Recorded data:
-- begin --
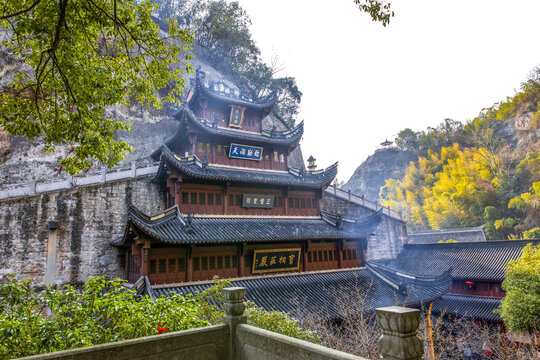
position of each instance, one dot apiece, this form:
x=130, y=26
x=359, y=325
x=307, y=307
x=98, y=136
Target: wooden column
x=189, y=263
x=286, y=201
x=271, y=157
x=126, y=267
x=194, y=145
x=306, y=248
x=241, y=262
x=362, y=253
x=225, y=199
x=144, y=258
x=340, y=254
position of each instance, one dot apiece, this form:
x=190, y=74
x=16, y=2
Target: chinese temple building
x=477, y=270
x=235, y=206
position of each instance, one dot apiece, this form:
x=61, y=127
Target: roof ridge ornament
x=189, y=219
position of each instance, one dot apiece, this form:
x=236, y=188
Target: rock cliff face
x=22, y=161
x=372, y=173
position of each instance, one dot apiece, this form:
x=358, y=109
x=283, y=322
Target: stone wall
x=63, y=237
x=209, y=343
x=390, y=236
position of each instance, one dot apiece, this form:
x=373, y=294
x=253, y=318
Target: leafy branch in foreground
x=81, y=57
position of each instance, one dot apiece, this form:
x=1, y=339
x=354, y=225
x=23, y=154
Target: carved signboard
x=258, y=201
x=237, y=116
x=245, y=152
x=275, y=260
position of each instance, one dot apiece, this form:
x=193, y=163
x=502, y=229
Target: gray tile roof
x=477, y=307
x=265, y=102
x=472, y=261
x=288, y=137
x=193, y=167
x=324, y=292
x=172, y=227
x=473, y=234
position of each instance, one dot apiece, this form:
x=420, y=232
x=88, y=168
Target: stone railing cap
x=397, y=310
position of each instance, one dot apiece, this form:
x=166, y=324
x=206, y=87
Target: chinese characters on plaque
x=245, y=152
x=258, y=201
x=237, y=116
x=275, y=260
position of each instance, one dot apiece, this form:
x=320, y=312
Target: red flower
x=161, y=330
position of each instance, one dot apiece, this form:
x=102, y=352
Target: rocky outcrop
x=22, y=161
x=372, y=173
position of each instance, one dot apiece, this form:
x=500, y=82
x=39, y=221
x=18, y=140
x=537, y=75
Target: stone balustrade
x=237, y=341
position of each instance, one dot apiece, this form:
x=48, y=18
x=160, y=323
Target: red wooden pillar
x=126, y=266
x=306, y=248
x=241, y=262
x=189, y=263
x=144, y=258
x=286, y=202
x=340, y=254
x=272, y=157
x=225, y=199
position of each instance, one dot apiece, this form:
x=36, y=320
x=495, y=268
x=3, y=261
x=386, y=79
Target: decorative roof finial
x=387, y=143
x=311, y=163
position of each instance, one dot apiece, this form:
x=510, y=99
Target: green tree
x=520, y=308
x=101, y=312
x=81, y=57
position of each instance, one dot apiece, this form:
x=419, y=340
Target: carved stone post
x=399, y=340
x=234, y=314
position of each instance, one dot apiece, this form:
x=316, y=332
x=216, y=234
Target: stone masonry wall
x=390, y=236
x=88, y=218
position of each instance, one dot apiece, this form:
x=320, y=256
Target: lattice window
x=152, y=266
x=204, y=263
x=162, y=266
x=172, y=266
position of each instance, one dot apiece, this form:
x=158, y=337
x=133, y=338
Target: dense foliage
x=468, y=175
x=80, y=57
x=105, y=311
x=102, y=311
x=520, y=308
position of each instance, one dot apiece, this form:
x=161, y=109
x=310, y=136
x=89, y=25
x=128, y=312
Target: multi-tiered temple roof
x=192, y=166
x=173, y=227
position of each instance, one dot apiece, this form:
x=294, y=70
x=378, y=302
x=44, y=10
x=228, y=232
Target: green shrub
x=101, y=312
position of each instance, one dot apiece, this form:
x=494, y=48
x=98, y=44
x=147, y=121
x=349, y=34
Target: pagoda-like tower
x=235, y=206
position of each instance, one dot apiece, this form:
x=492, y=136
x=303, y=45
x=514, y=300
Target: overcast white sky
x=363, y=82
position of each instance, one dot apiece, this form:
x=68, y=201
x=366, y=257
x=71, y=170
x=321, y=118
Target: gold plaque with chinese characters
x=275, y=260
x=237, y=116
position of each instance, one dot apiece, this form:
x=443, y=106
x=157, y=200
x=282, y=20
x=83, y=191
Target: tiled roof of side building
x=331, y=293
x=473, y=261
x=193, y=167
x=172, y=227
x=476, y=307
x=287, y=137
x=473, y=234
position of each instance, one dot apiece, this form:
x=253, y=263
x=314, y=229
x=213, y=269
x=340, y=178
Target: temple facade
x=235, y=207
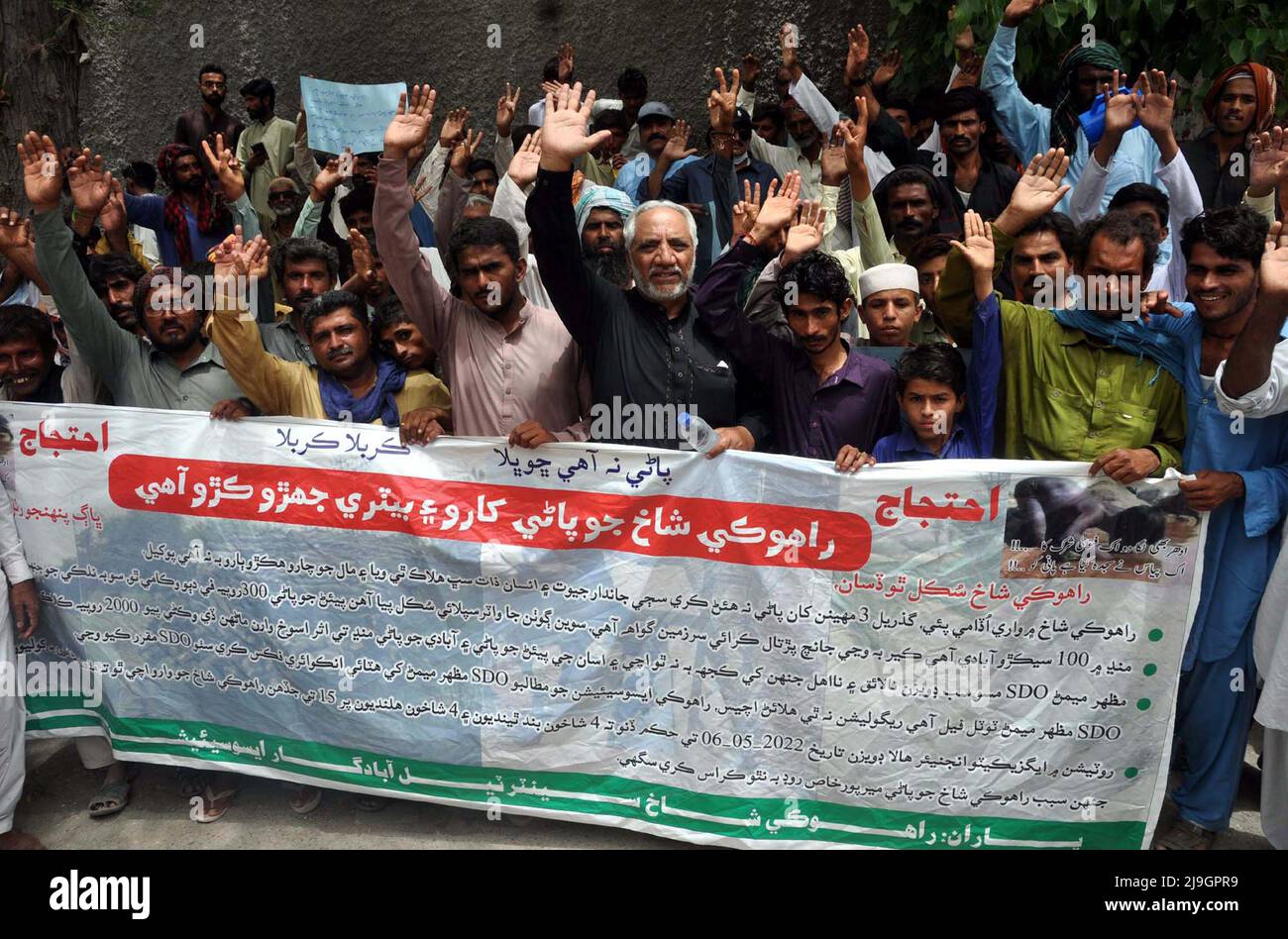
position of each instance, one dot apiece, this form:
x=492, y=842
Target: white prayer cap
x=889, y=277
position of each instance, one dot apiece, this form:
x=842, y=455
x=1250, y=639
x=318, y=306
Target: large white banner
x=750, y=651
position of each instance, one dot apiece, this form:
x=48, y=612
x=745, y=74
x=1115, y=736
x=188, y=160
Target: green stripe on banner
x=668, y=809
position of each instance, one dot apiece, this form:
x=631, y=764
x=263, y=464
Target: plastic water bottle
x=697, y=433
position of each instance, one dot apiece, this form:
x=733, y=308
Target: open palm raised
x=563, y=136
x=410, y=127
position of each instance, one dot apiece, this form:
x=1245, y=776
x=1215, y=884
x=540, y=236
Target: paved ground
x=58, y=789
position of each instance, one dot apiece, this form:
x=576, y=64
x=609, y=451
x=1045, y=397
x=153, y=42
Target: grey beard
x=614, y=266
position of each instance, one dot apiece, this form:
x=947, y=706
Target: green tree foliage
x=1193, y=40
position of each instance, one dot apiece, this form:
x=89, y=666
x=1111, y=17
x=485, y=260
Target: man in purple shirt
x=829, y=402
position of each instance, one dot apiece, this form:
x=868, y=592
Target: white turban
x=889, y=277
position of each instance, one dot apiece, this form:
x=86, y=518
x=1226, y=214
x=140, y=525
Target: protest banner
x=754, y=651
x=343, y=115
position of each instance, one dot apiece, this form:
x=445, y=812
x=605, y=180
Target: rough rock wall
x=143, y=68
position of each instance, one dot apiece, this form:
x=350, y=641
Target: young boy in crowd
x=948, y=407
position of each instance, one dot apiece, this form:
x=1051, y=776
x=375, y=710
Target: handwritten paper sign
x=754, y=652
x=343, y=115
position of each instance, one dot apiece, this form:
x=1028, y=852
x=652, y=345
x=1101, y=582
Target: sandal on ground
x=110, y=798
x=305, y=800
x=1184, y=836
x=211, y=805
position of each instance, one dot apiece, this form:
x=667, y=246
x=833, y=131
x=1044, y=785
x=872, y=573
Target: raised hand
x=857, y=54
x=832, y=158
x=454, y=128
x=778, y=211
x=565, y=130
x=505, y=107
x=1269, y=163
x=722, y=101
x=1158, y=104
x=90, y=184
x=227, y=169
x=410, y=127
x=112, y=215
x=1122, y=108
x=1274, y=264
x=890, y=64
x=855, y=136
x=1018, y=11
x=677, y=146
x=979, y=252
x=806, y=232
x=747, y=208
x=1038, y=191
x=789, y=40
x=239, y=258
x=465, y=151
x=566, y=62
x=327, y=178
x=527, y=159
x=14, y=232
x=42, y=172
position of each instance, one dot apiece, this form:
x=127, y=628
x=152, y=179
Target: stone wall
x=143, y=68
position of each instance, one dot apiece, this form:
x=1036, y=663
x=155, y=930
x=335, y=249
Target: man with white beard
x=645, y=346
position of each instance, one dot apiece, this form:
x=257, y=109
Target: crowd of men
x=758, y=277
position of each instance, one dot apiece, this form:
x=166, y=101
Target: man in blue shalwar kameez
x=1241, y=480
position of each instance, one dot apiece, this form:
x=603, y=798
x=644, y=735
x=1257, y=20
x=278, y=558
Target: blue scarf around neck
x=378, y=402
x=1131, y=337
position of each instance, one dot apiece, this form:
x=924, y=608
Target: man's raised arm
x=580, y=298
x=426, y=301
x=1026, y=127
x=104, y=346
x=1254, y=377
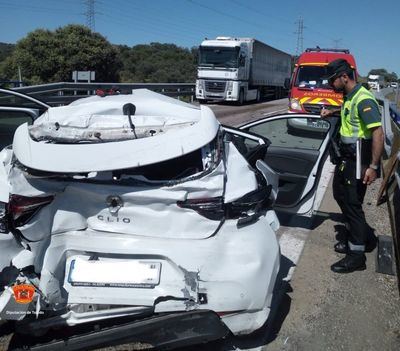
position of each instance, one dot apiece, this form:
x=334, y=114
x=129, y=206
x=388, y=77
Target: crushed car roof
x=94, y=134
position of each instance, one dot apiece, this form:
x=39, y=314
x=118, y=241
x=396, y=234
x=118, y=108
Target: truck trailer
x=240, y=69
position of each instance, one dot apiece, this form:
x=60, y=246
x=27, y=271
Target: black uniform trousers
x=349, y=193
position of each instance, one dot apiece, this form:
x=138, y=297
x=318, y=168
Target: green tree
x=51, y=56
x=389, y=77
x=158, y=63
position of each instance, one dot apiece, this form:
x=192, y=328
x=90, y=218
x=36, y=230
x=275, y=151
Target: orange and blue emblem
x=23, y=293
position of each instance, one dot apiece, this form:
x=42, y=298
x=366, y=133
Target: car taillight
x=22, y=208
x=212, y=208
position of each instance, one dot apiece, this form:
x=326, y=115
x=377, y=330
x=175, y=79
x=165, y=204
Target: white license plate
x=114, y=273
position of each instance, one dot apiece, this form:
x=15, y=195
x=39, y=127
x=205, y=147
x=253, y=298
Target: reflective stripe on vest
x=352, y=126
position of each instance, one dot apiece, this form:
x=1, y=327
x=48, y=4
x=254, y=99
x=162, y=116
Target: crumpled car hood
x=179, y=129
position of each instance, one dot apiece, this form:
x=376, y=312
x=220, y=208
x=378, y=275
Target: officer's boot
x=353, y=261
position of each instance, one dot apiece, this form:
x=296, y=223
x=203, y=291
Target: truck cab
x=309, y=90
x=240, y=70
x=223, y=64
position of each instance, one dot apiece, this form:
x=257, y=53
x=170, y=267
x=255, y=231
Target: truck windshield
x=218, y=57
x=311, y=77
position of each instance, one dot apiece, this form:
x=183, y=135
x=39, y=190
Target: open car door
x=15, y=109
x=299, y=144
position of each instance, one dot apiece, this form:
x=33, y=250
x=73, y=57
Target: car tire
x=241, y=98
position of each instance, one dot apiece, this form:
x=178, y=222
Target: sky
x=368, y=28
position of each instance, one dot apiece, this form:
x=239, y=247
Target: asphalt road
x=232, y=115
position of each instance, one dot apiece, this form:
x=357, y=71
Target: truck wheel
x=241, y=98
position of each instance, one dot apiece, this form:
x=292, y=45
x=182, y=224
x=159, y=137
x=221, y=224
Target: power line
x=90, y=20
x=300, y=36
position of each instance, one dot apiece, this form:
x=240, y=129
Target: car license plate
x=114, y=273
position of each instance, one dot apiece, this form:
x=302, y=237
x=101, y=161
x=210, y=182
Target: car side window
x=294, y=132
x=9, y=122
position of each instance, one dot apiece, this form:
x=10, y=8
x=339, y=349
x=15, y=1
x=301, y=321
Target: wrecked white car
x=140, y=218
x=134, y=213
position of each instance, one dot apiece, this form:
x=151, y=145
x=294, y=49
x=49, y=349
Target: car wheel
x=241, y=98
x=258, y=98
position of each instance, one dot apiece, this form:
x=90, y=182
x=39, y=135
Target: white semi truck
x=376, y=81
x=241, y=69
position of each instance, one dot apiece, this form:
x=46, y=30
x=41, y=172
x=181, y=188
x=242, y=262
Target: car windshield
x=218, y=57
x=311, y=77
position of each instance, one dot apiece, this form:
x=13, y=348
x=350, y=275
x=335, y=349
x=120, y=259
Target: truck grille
-- end --
* **Aim**
Report every line above that contains the string "raised".

* **Solution**
Target: open palm raised
Target: raised hand
Target: man's raised arm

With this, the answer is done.